Voeding (4) Eten met de leesbril op

Leuk boekje: Food Rules. Een handleiding voor eten. Hebben we daar dan een handleiding voor nodig? Ja toch wel. De grondregels zijn heel erg simpel: Eat food. Mostly plants. Not too much. Daar kun je het eigenlijk wel bij laten. Behalve dat het misschien toch wel handig is om even uit te leggen wat er onder voedsel wordt verstaan, denkt schrijver Michael Pollan, want daar zijn misverstanden over. Er zijn mensen die denken dat al dat verpakte spul dat je bij Dirk of bij Appie kan kopen voedsel is, en daar heeft Pollan andere ideeën over. Hij noemt dat ‘eetbare substanties die op voedsel lijken’. Je kunt het in je mond stoppen. Je kunt het lekker vinden. Er zitten zeker calorieën in. Je kunt er hartstikke dik van worden. En het is niet aan te raden. Herinner je je regel drie van De Planteneter? Eet zo min mogelijk bewerkt voedsel. Bewerkt door de voedingsindustrie dus.

TE DOEN:
1. Hoe noemt Michael Pollan volgens de tekst het verpakte spul dat je bij Dirk of bij Appie kunt kopen?
2. Noem alle grondregels uit Food Rules die in de tekst worden gegeven.
3. Neem uit de tekst letterlijk alles over vanaf "Leuk boekje: Food" tot en met "de voedingsindustrie dus.".
De lijst hierna staat helemaal los van de tekst.

AANGELEVERD MATERIAAL:
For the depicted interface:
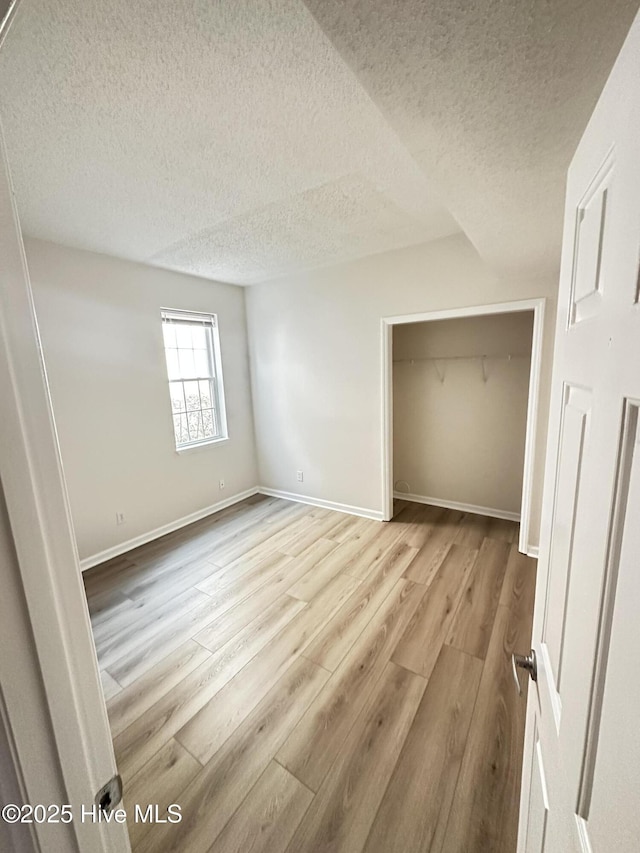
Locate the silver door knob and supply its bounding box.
[511,649,538,696]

GESCHREVEN ANTWOORDEN:
1. Hij noemt het 'eetbare substanties die op voedsel lijken'.

2.
Eat food.
Mostly plants.
Not too much.

3.
Leuk boekje: Food Rules. Een handleiding voor eten. Hebben we daar dan een handleiding voor nodig? Ja toch wel. De grondregels zijn heel erg simpel: Eat food. Mostly plants. Not too much. Daar kun je het eigenlijk wel bij laten. Behalve dat het misschien toch wel handig is om even uit te leggen wat er onder voedsel wordt verstaan, denkt schrijver Michael Pollan, want daar zijn misverstanden over. Er zijn mensen die denken dat al dat verpakte spul dat je bij Dirk of bij Appie kan kopen voedsel is, en daar heeft Pollan andere ideeën over. Hij noemt dat ‘eetbare substanties die op voedsel lijken’. Je kunt het in je mond stoppen. Je kunt het lekker vinden. Er zitten zeker calorieën in. Je kunt er hartstikke dik van worden. En het is niet aan te raden. Herinner je je regel drie van De Planteneter? Eet zo min mogelijk bewerkt voedsel. Bewerkt door de voedingsindustrie dus.